***** Listed records
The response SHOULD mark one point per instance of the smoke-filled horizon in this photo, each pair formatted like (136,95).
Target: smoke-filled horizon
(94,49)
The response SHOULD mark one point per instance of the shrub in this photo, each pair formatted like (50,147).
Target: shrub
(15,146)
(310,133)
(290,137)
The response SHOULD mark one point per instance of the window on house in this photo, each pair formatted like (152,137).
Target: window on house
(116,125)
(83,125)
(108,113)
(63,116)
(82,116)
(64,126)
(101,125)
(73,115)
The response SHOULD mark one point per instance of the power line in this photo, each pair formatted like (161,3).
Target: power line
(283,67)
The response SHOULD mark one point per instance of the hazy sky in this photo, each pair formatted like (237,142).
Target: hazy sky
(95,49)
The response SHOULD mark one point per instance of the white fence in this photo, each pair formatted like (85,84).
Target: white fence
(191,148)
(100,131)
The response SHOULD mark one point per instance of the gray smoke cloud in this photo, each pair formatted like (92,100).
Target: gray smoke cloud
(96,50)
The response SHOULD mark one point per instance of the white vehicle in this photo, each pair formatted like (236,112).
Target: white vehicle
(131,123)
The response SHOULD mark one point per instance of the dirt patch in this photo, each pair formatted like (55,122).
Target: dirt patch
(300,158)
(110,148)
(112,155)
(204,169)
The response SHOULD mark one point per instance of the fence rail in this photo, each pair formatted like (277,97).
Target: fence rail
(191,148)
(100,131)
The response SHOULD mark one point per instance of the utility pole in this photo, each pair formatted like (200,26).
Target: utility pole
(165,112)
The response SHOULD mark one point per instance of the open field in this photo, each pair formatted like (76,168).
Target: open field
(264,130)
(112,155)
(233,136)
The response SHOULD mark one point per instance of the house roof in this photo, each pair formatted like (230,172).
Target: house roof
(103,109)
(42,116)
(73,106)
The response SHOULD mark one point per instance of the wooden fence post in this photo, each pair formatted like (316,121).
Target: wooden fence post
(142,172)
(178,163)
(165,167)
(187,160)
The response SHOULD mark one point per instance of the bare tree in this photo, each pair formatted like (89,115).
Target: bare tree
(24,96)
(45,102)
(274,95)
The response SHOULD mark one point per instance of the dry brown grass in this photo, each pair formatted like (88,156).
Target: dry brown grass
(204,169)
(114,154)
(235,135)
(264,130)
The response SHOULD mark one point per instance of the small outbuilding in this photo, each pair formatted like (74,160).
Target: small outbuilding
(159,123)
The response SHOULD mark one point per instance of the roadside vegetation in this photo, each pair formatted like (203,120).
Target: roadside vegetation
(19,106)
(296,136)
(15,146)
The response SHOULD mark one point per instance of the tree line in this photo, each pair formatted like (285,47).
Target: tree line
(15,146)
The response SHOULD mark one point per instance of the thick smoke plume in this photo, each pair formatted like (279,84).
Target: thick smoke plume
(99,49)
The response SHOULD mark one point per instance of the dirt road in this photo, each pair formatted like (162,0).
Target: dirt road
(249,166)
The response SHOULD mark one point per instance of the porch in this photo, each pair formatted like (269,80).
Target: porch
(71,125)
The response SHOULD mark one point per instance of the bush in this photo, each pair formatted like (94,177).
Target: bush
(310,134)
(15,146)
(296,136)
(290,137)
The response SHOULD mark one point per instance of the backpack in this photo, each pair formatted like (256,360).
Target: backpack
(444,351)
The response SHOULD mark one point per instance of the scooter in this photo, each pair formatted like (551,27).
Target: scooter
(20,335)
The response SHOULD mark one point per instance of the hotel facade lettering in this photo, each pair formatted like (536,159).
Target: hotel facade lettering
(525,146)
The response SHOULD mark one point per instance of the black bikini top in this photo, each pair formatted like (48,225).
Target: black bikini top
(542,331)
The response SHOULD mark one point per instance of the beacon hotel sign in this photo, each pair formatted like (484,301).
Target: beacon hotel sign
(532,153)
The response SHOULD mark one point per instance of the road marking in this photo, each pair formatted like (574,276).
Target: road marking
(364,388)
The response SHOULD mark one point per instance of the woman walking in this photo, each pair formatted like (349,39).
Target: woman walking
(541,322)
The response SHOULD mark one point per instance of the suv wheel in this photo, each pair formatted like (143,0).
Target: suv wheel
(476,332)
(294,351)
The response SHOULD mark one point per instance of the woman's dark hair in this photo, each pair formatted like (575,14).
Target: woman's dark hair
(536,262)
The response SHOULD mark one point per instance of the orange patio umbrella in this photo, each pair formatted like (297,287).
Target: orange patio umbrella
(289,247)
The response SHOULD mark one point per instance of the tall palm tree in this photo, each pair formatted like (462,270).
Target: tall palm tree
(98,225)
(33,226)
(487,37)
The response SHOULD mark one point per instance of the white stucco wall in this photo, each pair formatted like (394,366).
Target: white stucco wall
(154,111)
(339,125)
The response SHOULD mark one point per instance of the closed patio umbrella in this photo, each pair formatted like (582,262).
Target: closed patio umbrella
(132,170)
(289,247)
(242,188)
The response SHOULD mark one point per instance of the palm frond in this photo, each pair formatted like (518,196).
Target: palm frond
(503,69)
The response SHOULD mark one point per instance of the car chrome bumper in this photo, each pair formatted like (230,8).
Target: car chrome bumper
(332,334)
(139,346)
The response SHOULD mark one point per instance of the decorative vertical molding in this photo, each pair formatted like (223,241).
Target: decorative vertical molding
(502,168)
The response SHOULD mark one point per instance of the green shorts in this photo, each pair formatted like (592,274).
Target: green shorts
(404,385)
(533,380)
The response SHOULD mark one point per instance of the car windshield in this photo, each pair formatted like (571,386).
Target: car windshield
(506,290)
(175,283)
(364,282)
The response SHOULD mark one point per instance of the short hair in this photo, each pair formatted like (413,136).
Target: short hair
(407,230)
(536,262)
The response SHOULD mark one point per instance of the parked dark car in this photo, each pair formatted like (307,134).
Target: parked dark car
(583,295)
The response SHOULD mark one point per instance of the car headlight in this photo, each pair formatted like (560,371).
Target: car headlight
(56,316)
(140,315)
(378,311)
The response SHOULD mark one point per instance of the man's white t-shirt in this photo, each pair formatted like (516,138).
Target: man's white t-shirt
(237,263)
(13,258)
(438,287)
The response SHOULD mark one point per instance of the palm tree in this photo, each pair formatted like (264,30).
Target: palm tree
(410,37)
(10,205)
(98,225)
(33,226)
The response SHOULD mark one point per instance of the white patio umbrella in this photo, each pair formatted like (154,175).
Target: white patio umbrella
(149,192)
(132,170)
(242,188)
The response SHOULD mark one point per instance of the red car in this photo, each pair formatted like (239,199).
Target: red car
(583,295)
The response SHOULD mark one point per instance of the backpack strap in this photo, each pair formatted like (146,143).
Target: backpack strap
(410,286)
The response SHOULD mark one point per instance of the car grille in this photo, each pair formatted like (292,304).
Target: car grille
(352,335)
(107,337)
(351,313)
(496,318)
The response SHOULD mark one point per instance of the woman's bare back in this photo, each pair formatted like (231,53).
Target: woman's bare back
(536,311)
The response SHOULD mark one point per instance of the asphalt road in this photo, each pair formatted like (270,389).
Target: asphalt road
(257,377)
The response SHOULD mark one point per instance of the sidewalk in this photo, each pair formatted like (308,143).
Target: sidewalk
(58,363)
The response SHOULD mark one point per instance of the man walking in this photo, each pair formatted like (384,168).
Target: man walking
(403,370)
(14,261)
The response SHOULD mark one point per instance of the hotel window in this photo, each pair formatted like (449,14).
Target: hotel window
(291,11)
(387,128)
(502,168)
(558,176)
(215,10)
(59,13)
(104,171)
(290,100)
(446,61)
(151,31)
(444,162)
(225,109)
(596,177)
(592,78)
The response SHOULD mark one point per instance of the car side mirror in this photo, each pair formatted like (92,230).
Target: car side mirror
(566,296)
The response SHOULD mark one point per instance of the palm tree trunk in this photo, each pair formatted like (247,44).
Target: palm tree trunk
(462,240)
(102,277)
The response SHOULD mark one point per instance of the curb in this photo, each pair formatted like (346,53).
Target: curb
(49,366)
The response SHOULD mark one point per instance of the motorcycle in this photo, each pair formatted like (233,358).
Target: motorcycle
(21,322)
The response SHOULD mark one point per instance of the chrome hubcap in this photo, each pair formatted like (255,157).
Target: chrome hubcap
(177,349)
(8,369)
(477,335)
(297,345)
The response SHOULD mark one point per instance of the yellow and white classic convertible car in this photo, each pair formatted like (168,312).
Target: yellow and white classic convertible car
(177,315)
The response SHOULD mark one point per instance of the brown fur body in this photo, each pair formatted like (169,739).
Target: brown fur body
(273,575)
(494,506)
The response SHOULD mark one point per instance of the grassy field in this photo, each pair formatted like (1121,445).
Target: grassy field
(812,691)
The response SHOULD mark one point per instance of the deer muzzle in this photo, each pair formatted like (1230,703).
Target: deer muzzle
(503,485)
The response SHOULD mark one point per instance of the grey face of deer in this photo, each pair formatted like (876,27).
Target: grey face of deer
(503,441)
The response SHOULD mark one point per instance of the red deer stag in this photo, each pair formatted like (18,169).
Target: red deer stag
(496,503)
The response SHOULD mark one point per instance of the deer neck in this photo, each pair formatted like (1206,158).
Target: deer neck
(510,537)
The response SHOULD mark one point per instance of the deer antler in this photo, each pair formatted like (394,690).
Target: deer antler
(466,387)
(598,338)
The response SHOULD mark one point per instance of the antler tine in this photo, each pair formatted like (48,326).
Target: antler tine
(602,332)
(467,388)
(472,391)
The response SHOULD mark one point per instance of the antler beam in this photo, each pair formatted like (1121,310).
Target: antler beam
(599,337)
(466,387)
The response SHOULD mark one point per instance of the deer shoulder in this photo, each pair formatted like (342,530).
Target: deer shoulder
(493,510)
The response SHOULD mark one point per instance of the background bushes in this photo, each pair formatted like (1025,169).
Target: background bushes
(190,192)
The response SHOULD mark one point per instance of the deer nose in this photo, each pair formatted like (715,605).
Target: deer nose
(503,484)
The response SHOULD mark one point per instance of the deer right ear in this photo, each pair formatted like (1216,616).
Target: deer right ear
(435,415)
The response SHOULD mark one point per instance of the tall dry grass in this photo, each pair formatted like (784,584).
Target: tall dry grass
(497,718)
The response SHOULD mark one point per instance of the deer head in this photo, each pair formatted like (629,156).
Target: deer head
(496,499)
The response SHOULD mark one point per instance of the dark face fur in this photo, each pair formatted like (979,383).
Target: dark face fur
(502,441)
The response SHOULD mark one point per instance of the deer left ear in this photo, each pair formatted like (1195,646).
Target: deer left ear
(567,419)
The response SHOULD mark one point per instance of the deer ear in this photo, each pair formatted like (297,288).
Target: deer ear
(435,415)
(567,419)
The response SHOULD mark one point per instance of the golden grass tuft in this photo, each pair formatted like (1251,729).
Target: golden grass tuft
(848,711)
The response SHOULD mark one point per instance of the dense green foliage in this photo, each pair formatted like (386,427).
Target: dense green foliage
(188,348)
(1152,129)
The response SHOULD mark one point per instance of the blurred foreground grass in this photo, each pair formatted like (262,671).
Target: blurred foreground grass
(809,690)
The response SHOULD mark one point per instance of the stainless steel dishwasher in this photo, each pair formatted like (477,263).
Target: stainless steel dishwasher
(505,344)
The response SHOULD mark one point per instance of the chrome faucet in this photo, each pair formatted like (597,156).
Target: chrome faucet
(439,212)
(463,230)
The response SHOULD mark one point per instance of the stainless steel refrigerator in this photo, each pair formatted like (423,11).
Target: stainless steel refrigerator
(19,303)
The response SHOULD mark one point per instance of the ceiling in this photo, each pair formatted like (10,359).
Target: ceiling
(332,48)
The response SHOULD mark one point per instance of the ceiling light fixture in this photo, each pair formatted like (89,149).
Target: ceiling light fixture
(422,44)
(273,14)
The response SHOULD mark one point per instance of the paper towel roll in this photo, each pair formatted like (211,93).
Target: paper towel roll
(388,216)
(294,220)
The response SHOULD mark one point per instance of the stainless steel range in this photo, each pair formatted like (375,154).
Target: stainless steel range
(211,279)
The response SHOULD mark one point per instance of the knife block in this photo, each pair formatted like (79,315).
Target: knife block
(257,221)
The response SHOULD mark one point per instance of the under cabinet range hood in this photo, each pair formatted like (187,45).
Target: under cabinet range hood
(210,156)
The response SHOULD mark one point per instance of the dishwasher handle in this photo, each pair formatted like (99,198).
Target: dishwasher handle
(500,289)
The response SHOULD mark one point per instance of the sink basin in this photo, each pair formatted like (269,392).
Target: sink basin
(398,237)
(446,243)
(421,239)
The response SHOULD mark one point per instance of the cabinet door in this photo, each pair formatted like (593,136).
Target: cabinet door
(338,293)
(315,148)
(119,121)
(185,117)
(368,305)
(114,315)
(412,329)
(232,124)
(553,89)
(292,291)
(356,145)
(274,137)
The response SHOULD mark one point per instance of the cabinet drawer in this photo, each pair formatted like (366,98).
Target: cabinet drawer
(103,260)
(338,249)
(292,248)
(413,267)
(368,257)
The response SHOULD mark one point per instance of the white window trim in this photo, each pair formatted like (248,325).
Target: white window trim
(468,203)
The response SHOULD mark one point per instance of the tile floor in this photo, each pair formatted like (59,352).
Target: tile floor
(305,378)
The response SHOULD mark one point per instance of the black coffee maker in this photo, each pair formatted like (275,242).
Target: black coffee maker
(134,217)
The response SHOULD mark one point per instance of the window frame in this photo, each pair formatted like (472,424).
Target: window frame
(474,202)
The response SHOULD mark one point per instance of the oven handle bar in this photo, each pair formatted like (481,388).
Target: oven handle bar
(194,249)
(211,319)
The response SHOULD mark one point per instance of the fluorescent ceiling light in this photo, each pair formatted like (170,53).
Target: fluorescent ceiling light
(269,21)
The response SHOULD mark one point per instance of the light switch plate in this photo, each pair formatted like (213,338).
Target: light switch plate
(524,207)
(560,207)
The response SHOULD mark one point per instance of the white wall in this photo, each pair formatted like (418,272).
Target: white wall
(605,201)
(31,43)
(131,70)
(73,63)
**********
• Aim of the task: Would you quote, exactly and only, the lines from the one containing "formatted like (170,53)." to the end of the entries?

• Result below:
The response SHOULD mark one point per instance of the fluorescent ceiling light in this photo, each pair formatted like (170,53).
Target: fluorescent ceiling light
(269,21)
The response SHOULD mark one point per instance of the light switch plate in this photo, each pair formatted like (213,338).
Target: light switch plate
(524,207)
(560,207)
The response SHOULD mark one point per instance of the white wall in this photo, each pair formatted like (418,272).
Target: white wall
(605,201)
(31,43)
(131,70)
(73,63)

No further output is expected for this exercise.